Activity:
Leaving out every picture, quote the data below exactly as it appears.

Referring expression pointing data

**********

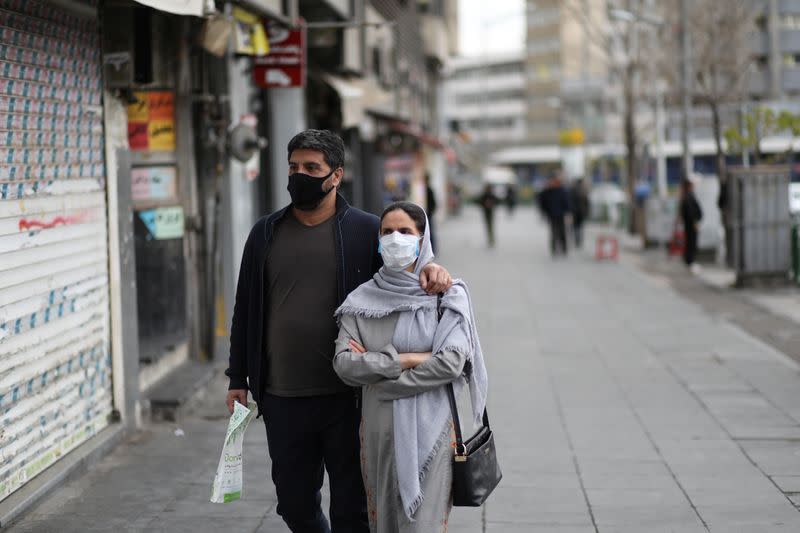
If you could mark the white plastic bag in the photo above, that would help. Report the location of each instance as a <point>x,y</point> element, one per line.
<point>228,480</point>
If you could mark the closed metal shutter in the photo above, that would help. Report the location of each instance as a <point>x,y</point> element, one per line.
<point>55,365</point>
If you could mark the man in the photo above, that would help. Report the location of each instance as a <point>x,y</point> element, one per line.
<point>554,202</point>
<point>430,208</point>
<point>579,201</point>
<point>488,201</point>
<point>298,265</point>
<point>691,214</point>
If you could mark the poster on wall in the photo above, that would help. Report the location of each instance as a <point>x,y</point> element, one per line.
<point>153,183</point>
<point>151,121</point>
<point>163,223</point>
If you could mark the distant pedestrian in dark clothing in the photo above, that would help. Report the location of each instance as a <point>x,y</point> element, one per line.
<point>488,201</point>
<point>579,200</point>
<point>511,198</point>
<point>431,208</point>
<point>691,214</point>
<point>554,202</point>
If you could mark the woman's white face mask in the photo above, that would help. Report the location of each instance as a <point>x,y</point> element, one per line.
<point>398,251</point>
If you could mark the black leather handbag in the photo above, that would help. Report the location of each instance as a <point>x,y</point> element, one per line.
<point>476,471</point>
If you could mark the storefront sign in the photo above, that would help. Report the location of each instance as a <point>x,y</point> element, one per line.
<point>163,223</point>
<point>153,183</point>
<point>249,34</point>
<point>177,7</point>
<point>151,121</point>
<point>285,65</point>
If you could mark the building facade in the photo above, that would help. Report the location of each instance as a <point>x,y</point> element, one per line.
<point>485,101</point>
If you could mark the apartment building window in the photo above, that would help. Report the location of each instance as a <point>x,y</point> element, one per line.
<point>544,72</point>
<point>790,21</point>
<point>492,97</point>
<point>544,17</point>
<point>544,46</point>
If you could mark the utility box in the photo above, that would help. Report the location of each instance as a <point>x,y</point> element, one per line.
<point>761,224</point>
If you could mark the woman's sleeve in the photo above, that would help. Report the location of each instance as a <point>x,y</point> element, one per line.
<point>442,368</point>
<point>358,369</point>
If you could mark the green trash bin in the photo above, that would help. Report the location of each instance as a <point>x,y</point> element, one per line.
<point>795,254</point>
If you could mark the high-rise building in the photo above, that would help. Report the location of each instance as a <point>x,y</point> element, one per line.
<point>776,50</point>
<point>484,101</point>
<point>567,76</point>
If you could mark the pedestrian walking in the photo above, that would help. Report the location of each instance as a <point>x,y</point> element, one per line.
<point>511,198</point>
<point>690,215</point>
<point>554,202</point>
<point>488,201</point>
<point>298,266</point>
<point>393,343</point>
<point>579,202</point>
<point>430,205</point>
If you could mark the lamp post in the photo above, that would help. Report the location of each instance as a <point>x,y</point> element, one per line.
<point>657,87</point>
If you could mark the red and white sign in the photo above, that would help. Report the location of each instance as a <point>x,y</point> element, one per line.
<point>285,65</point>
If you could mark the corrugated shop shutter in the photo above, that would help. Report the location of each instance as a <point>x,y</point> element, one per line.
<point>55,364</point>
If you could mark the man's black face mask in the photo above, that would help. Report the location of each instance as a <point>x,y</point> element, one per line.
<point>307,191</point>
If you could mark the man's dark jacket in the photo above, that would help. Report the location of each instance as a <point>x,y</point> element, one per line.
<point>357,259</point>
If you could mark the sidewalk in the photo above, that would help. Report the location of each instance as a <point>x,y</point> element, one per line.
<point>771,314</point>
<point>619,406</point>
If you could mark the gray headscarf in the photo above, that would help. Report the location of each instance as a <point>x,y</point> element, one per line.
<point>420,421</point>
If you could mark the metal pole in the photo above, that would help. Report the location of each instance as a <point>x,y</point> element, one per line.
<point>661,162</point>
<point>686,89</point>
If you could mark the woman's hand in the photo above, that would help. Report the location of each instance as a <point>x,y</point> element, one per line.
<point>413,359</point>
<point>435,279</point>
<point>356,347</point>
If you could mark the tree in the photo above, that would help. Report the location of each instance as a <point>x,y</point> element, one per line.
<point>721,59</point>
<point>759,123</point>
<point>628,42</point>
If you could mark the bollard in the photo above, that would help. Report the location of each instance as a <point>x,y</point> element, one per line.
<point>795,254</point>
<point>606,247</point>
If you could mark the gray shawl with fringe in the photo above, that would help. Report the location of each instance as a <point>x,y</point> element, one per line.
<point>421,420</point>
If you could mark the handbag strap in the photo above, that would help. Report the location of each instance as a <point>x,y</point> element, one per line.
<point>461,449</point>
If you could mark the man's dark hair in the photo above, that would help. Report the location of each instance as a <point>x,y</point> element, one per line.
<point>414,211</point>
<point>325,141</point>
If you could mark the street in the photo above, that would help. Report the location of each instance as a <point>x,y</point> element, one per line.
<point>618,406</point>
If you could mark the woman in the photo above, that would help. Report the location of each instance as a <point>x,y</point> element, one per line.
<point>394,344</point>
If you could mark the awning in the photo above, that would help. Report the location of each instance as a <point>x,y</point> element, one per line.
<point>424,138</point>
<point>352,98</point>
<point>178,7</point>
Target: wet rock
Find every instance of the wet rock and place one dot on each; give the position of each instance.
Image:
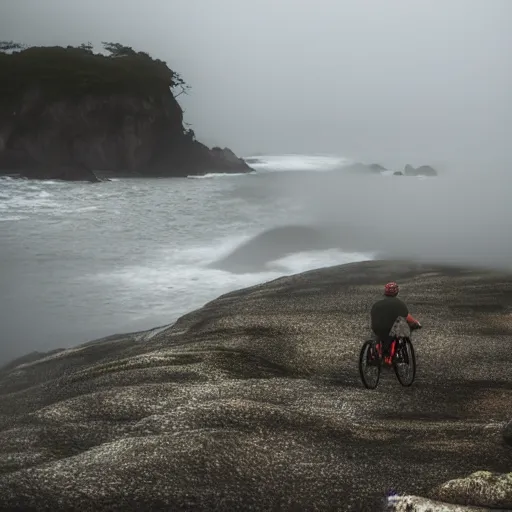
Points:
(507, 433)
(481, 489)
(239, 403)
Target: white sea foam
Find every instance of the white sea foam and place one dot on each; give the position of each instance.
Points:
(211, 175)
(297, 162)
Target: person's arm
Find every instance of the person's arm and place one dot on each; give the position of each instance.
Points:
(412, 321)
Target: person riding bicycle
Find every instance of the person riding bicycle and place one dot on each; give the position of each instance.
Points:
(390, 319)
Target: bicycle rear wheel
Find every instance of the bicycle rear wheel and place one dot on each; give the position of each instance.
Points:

**********

Output for this task:
If you could mark the white plastic bag in the photo above, that would help. Report the location of each instance as a <point>x,y</point> element, one per line.
<point>228,480</point>
If you could mark the closed metal shutter in the photo above, that would help. Report the location of each instance as a <point>x,y</point> element, one per line.
<point>55,365</point>
If you could mark the man in the photo above, that would help. Report the location of each instance as a <point>x,y</point> element, one per line.
<point>554,202</point>
<point>430,208</point>
<point>579,201</point>
<point>488,201</point>
<point>298,265</point>
<point>691,214</point>
If you could mark the poster on wall in the photo above, that would help. Report the location of each instance as a <point>x,y</point> element, one per line.
<point>153,183</point>
<point>151,121</point>
<point>163,223</point>
If you could mark the distant pedestrian in dark clothing in the photo above, that would help. Report the location of each instance as a <point>x,y</point> element, one per line.
<point>488,201</point>
<point>579,200</point>
<point>511,198</point>
<point>431,208</point>
<point>691,214</point>
<point>554,202</point>
If you could mark the woman's white face mask in the photo above, that would help. Report the location of each instance as a <point>x,y</point> element, one per line.
<point>398,251</point>
If you could mark the black leather handbag in the photo above, that would help. Report the location of each instance as a <point>x,y</point> element, one per line.
<point>476,471</point>
If you could mark the storefront sign in the photo above, that would help. Report the location of each instance as a <point>x,y</point> element, one per line.
<point>163,223</point>
<point>153,183</point>
<point>249,34</point>
<point>177,7</point>
<point>151,121</point>
<point>285,65</point>
If you could mark the building facade in the photo above, that would help. Report the location of each instance as a <point>x,y</point> element, one per line.
<point>485,101</point>
If you could mark the apartment building window in the photo above, that would help. Report the location of each instance as a <point>x,y</point> element, one per line.
<point>544,72</point>
<point>790,21</point>
<point>492,97</point>
<point>544,17</point>
<point>544,46</point>
If you could mark the utility box in the photo above, that would help. Report the location of each instance as a <point>x,y</point> element, one per line.
<point>761,224</point>
If you could mark the woman's sleeve in the photo above, that would help. Report the location of each instance as a <point>x,y</point> element, one per line.
<point>442,368</point>
<point>358,369</point>
If you could mark the green trash bin in the photo above, that would help. Report the location of each instance as a <point>x,y</point> element, one per line.
<point>795,254</point>
If you could mark the high-rise building in the photo above, that would help. Report the location of each instance as a <point>x,y</point> element, one per line.
<point>776,50</point>
<point>484,101</point>
<point>567,76</point>
If you could mark the pedestrian walking in the photo above, that would help. Report the location of each instance as a <point>x,y</point> element, one per line.
<point>511,198</point>
<point>690,215</point>
<point>554,202</point>
<point>488,201</point>
<point>298,266</point>
<point>393,343</point>
<point>579,202</point>
<point>430,205</point>
If you could mark the lamp post in the photo above, that would help. Report the location of each instance as a <point>x,y</point> element, one per line.
<point>657,87</point>
If you could mark the red and white sign in the photo above, that would help. Report the location of each instance as a <point>x,y</point> element, one per line.
<point>285,65</point>
If you could mark the corrugated shop shutter in the photo above, that would help. Report the location of each instance as a <point>x,y</point> element, one per line.
<point>55,364</point>
If you could mark the man's black face mask in the photo above, that would help. Report the location of each instance as a <point>x,y</point> element, one per line.
<point>307,191</point>
If you could mark the man's dark jacket in the photo above, that would help. Report the location of each instance as a <point>x,y</point> element, one per line.
<point>357,259</point>
If you could mark the sidewalk in the photo above, that would help. Report the location of each instance as a <point>x,y</point> element, one per line.
<point>771,314</point>
<point>619,406</point>
If you could mark the gray headscarf in the photo above, that would help. Report the location of each instance as a <point>x,y</point> element, one per line.
<point>420,421</point>
If you could mark the metal pole in the photo above, that would help. Report the location of each instance as a <point>x,y</point> element, one per line.
<point>661,162</point>
<point>686,89</point>
If you could mark the woman's hand in the photo above, that would help. Report the location of each instance as a <point>x,y</point> element, one per line.
<point>413,359</point>
<point>435,279</point>
<point>356,347</point>
If you could mark the tree in the photo above, that would help. Report the location of each instance as a <point>x,y</point> element, one per line.
<point>721,59</point>
<point>759,123</point>
<point>628,42</point>
If you could mark the bollard in the photo above, that would help. Report the location of each instance as a <point>x,y</point> element, one per line.
<point>795,254</point>
<point>606,247</point>
If you could mark the gray shawl with fringe in the photo above, that would help. Report the location of each instance as a <point>x,y</point> element, one per line.
<point>421,420</point>
If you could mark the handbag strap in the photo above, that would help. Report the location of each instance as a <point>x,y</point> element, one per line.
<point>461,449</point>
If you could mark the man's dark hair in the photo above, that would help. Report the location of each instance as a <point>x,y</point> element, one per line.
<point>414,211</point>
<point>325,141</point>
If you could mark the street in the photo above, that would help. Report the location of each instance as a <point>x,y</point> element, one per line.
<point>618,406</point>
If you could mark the woman in the photo above, that would help. Report the location of each instance as a <point>x,y</point> element, one per line.
<point>394,344</point>
If you could mark the awning in the photo above, that would help. Report the location of each instance as a <point>x,y</point> element, one per line.
<point>424,138</point>
<point>352,98</point>
<point>178,7</point>
Target: wet rock
Find every instance of the wet rock and place one dot on each; give the position of each instance.
Image:
Points:
(507, 433)
(481, 489)
(239, 403)
Target: white sea foam
Find every instance of the white sea foam and place one dot on each; give the position of each instance.
Points:
(211, 175)
(297, 162)
Target: person's arm
Find every instance of the person's arm and place one dot on each; give the position of each instance.
Points:
(412, 321)
Target: person riding bicycle
Find every instance of the person riding bicycle and place one dot on each; give the position of each instance.
Points:
(390, 319)
Target: bicycle rear wheel
Find every instance of the bicycle rear wheel and place one dot on each; give the position of each instance.
Points:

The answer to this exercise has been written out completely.